━━ INPUT FOR THIS TASK ━━

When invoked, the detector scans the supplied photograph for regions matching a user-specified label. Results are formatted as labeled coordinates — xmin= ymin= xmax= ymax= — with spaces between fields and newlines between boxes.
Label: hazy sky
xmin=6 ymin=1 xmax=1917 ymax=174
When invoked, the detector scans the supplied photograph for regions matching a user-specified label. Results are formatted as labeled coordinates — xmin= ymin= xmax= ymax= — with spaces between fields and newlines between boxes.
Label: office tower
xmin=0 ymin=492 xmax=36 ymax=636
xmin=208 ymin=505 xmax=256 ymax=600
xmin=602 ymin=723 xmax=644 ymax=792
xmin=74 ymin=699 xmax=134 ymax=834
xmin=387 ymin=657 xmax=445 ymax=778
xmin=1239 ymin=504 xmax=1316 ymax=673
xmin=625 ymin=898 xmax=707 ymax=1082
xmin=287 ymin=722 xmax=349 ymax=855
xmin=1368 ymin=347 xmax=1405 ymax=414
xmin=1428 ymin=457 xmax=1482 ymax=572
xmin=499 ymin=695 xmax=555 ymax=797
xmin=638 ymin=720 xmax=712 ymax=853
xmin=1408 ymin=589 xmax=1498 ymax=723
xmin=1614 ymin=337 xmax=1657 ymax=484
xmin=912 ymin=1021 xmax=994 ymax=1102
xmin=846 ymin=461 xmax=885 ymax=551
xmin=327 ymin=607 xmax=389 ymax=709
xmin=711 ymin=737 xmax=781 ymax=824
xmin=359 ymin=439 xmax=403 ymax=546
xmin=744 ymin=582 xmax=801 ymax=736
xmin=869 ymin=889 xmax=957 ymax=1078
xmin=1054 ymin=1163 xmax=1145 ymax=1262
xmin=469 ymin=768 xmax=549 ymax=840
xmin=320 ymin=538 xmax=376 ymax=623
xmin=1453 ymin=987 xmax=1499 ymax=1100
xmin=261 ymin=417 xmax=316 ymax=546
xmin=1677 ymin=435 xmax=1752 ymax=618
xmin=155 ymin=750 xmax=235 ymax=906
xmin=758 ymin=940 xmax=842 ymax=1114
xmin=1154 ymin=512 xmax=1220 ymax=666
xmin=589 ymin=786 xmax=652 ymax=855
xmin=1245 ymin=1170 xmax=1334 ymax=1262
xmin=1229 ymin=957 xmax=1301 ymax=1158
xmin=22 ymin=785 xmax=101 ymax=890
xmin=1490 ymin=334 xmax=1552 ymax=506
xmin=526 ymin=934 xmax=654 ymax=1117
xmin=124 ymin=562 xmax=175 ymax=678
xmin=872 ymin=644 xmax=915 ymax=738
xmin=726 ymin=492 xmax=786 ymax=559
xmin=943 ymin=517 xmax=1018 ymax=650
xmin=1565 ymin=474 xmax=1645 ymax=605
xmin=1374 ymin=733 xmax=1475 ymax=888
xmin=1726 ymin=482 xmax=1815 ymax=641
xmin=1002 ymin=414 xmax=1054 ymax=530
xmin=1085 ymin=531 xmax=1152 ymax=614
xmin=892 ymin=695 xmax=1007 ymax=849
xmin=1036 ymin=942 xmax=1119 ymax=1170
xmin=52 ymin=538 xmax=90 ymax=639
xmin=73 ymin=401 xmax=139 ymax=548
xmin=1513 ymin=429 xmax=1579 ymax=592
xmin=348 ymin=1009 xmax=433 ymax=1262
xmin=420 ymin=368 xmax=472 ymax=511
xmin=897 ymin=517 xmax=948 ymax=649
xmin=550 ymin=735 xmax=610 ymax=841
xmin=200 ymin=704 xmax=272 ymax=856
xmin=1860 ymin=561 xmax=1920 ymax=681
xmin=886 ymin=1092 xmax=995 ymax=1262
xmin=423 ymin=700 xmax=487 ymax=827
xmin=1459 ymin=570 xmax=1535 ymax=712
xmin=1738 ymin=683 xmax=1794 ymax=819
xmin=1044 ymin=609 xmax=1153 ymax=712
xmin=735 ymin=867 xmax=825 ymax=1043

━━━

### WORK REQUIRED
Write every entry out again. Keep each one exact.

### SOLUTION BELOW
When invoked, the detector scans the supplied photograph for regions matching a user-specified label. Results are formatted as labeled coordinates — xmin= ymin= xmax= ymax= — with spaces between fields and newlines between boxes.
Label: hazy sky
xmin=6 ymin=1 xmax=1917 ymax=174
When invoked, the detector scans the supplied photograph for regions matching a user-specified label. Results are formatted as labeled coordinates — xmin= ymin= xmax= ymax= — with spaces between fields and newlines between boxes.
Label: office tower
xmin=0 ymin=492 xmax=36 ymax=636
xmin=208 ymin=505 xmax=256 ymax=600
xmin=602 ymin=723 xmax=644 ymax=792
xmin=74 ymin=699 xmax=134 ymax=834
xmin=387 ymin=657 xmax=445 ymax=778
xmin=1239 ymin=504 xmax=1316 ymax=673
xmin=625 ymin=898 xmax=707 ymax=1082
xmin=287 ymin=722 xmax=349 ymax=855
xmin=1368 ymin=347 xmax=1405 ymax=414
xmin=1428 ymin=457 xmax=1482 ymax=572
xmin=499 ymin=695 xmax=555 ymax=797
xmin=638 ymin=720 xmax=712 ymax=853
xmin=1408 ymin=589 xmax=1498 ymax=723
xmin=1614 ymin=337 xmax=1657 ymax=484
xmin=912 ymin=1021 xmax=994 ymax=1102
xmin=846 ymin=461 xmax=885 ymax=551
xmin=327 ymin=607 xmax=389 ymax=709
xmin=711 ymin=737 xmax=781 ymax=824
xmin=359 ymin=439 xmax=403 ymax=546
xmin=744 ymin=582 xmax=801 ymax=736
xmin=869 ymin=889 xmax=957 ymax=1078
xmin=1054 ymin=1163 xmax=1145 ymax=1262
xmin=469 ymin=768 xmax=549 ymax=840
xmin=320 ymin=538 xmax=376 ymax=623
xmin=1453 ymin=987 xmax=1499 ymax=1100
xmin=261 ymin=417 xmax=316 ymax=546
xmin=1677 ymin=435 xmax=1752 ymax=618
xmin=155 ymin=750 xmax=235 ymax=906
xmin=758 ymin=940 xmax=842 ymax=1114
xmin=1154 ymin=512 xmax=1220 ymax=666
xmin=589 ymin=786 xmax=652 ymax=855
xmin=1245 ymin=1170 xmax=1334 ymax=1262
xmin=1229 ymin=957 xmax=1301 ymax=1158
xmin=22 ymin=785 xmax=101 ymax=890
xmin=1490 ymin=334 xmax=1552 ymax=506
xmin=526 ymin=934 xmax=654 ymax=1117
xmin=124 ymin=562 xmax=175 ymax=678
xmin=872 ymin=644 xmax=915 ymax=738
xmin=726 ymin=492 xmax=786 ymax=559
xmin=943 ymin=517 xmax=1018 ymax=650
xmin=1565 ymin=474 xmax=1645 ymax=605
xmin=1374 ymin=733 xmax=1475 ymax=888
xmin=1726 ymin=482 xmax=1815 ymax=641
xmin=1002 ymin=414 xmax=1054 ymax=530
xmin=1085 ymin=531 xmax=1152 ymax=614
xmin=892 ymin=695 xmax=1007 ymax=849
xmin=1036 ymin=942 xmax=1119 ymax=1170
xmin=52 ymin=538 xmax=90 ymax=639
xmin=73 ymin=401 xmax=139 ymax=548
xmin=1513 ymin=429 xmax=1579 ymax=592
xmin=348 ymin=1009 xmax=433 ymax=1262
xmin=420 ymin=368 xmax=472 ymax=511
xmin=897 ymin=517 xmax=948 ymax=649
xmin=550 ymin=735 xmax=610 ymax=841
xmin=200 ymin=704 xmax=272 ymax=856
xmin=1860 ymin=561 xmax=1920 ymax=681
xmin=886 ymin=1092 xmax=995 ymax=1262
xmin=423 ymin=700 xmax=487 ymax=827
xmin=1459 ymin=570 xmax=1535 ymax=712
xmin=1738 ymin=683 xmax=1794 ymax=819
xmin=1044 ymin=609 xmax=1153 ymax=712
xmin=735 ymin=867 xmax=825 ymax=1043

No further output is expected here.